Exercise aim: Identify the line that contains "Indicate every instance of the concrete pole" in the material. Output it and every line after it, unchanged, through the end.

Data for review:
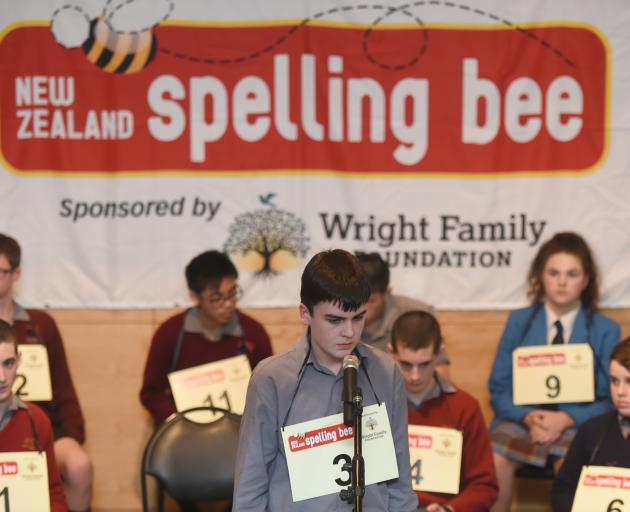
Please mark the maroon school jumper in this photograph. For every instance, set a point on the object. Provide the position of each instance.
(242, 335)
(18, 436)
(454, 408)
(64, 411)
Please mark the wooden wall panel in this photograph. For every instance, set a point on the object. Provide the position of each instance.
(107, 351)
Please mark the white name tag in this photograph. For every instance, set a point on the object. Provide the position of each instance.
(32, 381)
(23, 482)
(603, 488)
(219, 384)
(316, 450)
(549, 374)
(436, 458)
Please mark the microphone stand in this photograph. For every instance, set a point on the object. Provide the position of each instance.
(355, 492)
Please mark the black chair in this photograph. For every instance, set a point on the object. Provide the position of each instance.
(537, 473)
(192, 461)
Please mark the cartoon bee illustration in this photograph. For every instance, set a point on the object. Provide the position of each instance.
(120, 40)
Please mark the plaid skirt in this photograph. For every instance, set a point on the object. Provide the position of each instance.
(512, 440)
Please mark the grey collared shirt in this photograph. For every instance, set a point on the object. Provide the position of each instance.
(262, 476)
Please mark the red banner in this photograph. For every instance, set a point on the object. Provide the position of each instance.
(309, 98)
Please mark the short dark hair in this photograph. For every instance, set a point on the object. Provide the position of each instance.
(570, 243)
(416, 330)
(621, 353)
(7, 334)
(335, 276)
(376, 268)
(11, 249)
(207, 269)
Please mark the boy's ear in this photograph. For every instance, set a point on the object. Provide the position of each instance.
(305, 315)
(193, 297)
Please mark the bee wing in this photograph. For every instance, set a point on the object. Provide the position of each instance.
(136, 15)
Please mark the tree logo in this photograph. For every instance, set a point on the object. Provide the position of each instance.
(268, 239)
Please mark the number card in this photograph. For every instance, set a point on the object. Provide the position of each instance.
(219, 384)
(24, 482)
(436, 458)
(549, 374)
(604, 488)
(316, 451)
(32, 382)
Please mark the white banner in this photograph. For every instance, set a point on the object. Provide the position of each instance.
(451, 137)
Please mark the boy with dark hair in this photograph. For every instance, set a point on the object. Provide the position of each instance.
(433, 401)
(25, 427)
(212, 330)
(64, 411)
(383, 307)
(304, 384)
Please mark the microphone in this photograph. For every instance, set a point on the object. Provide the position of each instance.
(350, 368)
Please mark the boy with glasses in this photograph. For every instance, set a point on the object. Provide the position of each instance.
(212, 330)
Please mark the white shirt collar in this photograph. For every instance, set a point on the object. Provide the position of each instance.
(567, 320)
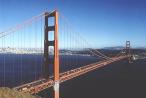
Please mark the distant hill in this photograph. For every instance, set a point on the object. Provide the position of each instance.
(10, 93)
(114, 48)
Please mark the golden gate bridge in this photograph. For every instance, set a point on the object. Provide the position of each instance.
(17, 40)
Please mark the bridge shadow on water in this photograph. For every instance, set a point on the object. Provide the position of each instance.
(117, 80)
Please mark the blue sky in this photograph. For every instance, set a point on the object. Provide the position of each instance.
(102, 22)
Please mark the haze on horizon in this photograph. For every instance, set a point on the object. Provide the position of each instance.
(104, 23)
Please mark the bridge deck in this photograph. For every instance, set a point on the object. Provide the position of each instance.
(42, 84)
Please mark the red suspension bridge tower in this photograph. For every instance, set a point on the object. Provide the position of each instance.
(128, 51)
(54, 43)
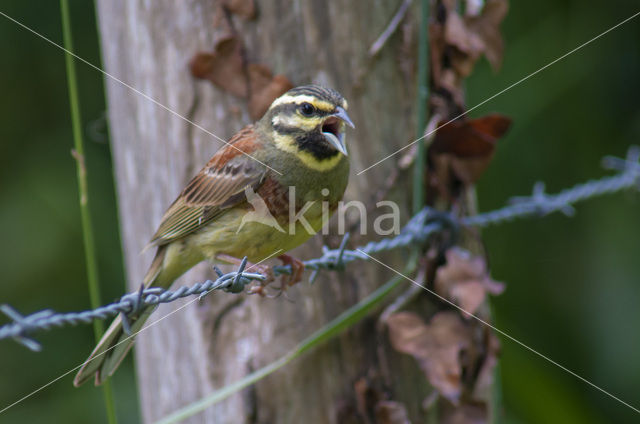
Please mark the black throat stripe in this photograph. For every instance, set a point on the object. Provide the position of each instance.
(312, 142)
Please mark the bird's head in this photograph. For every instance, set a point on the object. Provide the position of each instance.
(309, 122)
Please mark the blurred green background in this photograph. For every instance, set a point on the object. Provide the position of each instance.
(573, 284)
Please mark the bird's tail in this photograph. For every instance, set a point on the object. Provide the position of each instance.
(116, 343)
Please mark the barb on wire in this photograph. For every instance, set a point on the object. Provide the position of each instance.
(418, 230)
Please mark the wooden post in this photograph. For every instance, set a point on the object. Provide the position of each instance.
(208, 345)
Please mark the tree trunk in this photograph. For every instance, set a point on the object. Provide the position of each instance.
(208, 345)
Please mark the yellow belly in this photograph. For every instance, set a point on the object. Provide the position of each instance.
(228, 234)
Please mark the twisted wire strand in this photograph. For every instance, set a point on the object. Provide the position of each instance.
(418, 230)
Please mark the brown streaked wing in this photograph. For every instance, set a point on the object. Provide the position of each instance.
(219, 185)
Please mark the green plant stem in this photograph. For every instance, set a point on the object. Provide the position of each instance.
(342, 322)
(87, 229)
(422, 97)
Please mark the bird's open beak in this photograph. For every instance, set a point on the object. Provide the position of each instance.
(333, 131)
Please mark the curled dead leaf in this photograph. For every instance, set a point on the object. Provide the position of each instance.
(463, 149)
(465, 281)
(436, 346)
(224, 67)
(474, 35)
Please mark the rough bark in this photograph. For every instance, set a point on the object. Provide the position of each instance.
(207, 345)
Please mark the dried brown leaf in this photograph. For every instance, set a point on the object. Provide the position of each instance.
(487, 27)
(243, 8)
(265, 88)
(436, 346)
(224, 67)
(465, 280)
(465, 148)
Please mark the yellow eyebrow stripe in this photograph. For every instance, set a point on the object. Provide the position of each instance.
(302, 98)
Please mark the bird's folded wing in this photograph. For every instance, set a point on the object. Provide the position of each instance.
(219, 185)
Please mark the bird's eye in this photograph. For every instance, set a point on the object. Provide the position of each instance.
(307, 109)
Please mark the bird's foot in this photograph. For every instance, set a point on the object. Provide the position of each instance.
(257, 287)
(297, 269)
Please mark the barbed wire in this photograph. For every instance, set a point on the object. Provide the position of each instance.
(418, 230)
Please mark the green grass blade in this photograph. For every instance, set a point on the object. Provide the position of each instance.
(342, 322)
(87, 228)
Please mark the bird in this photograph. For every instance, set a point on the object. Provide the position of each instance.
(293, 160)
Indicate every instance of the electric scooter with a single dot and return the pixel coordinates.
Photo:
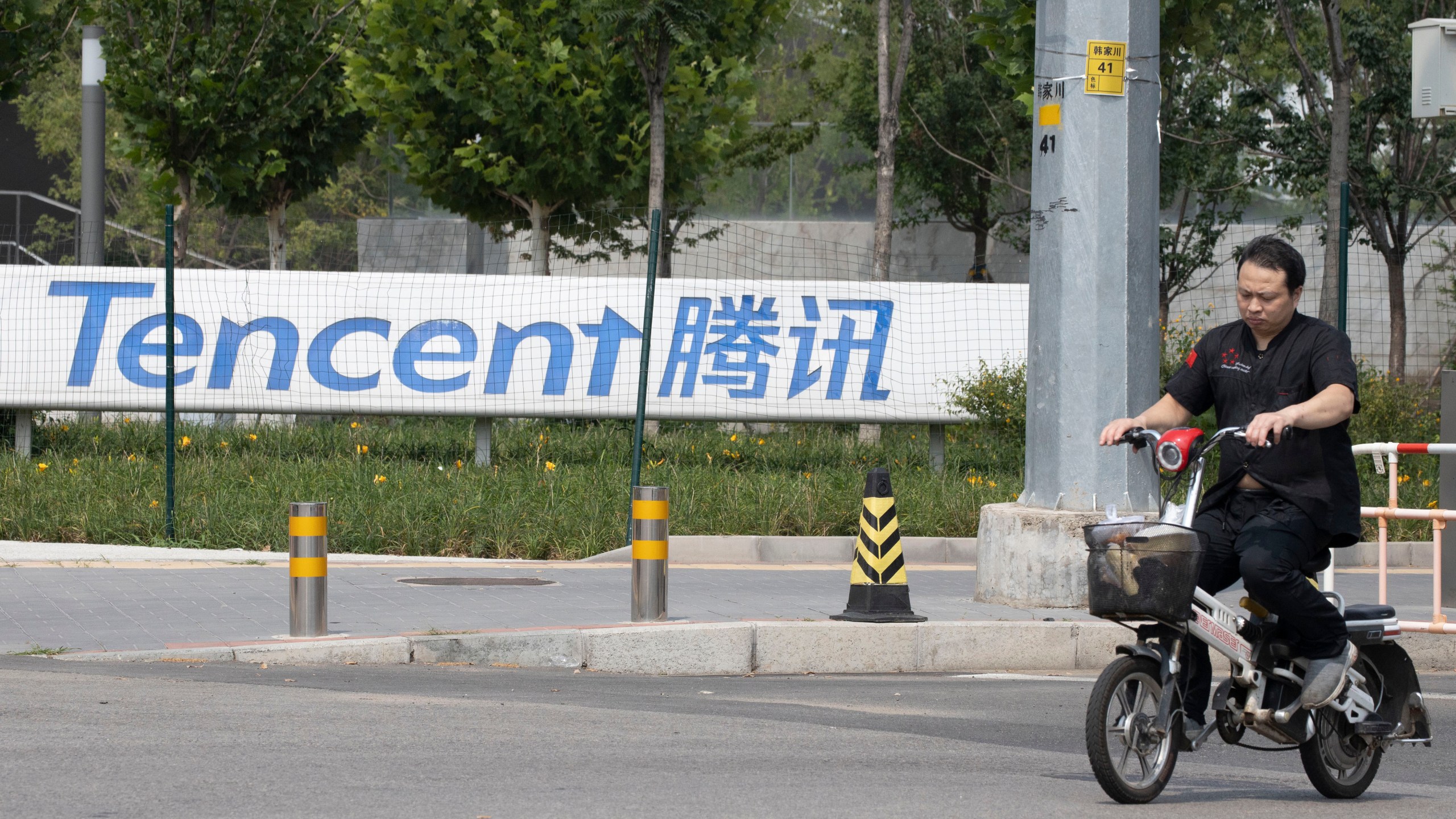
(1143, 576)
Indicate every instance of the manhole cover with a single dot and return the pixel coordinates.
(477, 582)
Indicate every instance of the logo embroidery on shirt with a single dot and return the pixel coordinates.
(1231, 361)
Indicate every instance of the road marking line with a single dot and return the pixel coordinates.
(1037, 677)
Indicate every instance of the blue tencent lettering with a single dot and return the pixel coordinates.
(686, 349)
(803, 378)
(134, 346)
(94, 318)
(742, 344)
(230, 337)
(321, 354)
(503, 354)
(846, 341)
(609, 336)
(411, 351)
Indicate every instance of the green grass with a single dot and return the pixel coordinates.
(557, 489)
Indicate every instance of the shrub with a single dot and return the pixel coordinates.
(1395, 410)
(995, 398)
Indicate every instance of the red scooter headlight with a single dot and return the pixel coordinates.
(1176, 448)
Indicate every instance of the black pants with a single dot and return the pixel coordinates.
(1273, 547)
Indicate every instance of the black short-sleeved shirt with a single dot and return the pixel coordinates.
(1312, 470)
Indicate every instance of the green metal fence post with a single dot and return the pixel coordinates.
(1345, 251)
(647, 356)
(172, 410)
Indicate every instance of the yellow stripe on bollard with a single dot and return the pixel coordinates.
(648, 550)
(308, 527)
(308, 566)
(650, 509)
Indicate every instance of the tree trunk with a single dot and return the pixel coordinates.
(1338, 172)
(183, 219)
(541, 238)
(979, 271)
(1395, 274)
(277, 239)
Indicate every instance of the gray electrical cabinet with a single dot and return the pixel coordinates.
(1433, 68)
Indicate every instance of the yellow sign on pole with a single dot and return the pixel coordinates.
(1107, 68)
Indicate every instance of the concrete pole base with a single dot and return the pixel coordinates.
(1031, 557)
(482, 442)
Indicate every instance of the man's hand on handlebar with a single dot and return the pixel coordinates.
(1113, 433)
(1264, 428)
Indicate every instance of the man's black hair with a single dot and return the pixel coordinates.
(1276, 254)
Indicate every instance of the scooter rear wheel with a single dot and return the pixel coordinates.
(1338, 763)
(1130, 757)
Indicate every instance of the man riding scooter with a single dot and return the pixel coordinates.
(1275, 514)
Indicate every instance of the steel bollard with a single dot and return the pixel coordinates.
(308, 570)
(648, 554)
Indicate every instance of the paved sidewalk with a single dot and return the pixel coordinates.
(118, 605)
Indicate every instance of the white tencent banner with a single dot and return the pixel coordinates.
(439, 344)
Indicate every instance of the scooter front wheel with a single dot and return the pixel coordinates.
(1130, 755)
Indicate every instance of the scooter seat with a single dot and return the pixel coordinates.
(1368, 611)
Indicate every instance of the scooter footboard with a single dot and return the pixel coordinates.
(1400, 681)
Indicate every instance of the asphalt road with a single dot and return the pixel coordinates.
(177, 739)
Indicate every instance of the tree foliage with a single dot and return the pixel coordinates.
(1401, 183)
(501, 108)
(290, 156)
(31, 34)
(200, 84)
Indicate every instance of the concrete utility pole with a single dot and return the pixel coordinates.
(1094, 296)
(94, 149)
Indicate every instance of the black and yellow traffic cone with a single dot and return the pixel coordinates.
(878, 591)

Your solution:
Indicate every instance of the concrete pole base with a single dot and return the pixel coordinates.
(1031, 557)
(482, 442)
Indicate every instance of the man's hand on handlebar with a single dot and return the pixel coordinates.
(1113, 433)
(1264, 428)
Indicate every instance of the man's black hair with a single dot and return the pixel coordinates.
(1276, 254)
Indicate every instance of the scooter rear wheel with a single dot and return the pixel coordinates.
(1338, 763)
(1130, 757)
Indicate every instance of the man riding scooter with a single dot and return the pixel coordinates.
(1275, 514)
Indicate every instance of the steel bollard with a single dot and return the pixel coordinates.
(308, 570)
(648, 554)
Indicate every instance of the paved sidewalk with a single dot and return the pixel coordinates.
(118, 605)
Indicate every instance of the white tencent banner with a single dot and return the pixel coordinates.
(439, 344)
Indicate every instance of the scooter front wheel with a single dot and return the pixel coordinates.
(1130, 755)
Indicate every instance of the scooter seat with a single dot and return the pixel coordinates.
(1368, 611)
Indicate every instance of the scooter footboard with a single dot and return the pixel coordinates.
(1400, 681)
Indicate every instance of the asphalt road with a single dot and return the pixel coordinates.
(177, 739)
Indicate every instance of the tree foliage with a single dot and return the pixel coordinates.
(1401, 183)
(501, 108)
(290, 156)
(31, 34)
(200, 84)
Indicate every instance of the concrete utility pole with a single dot and return the pixel coordinates.
(1094, 296)
(94, 149)
Indicate every instance of the black and yellow traffic cone with a single dot and return the pixel coordinates.
(878, 591)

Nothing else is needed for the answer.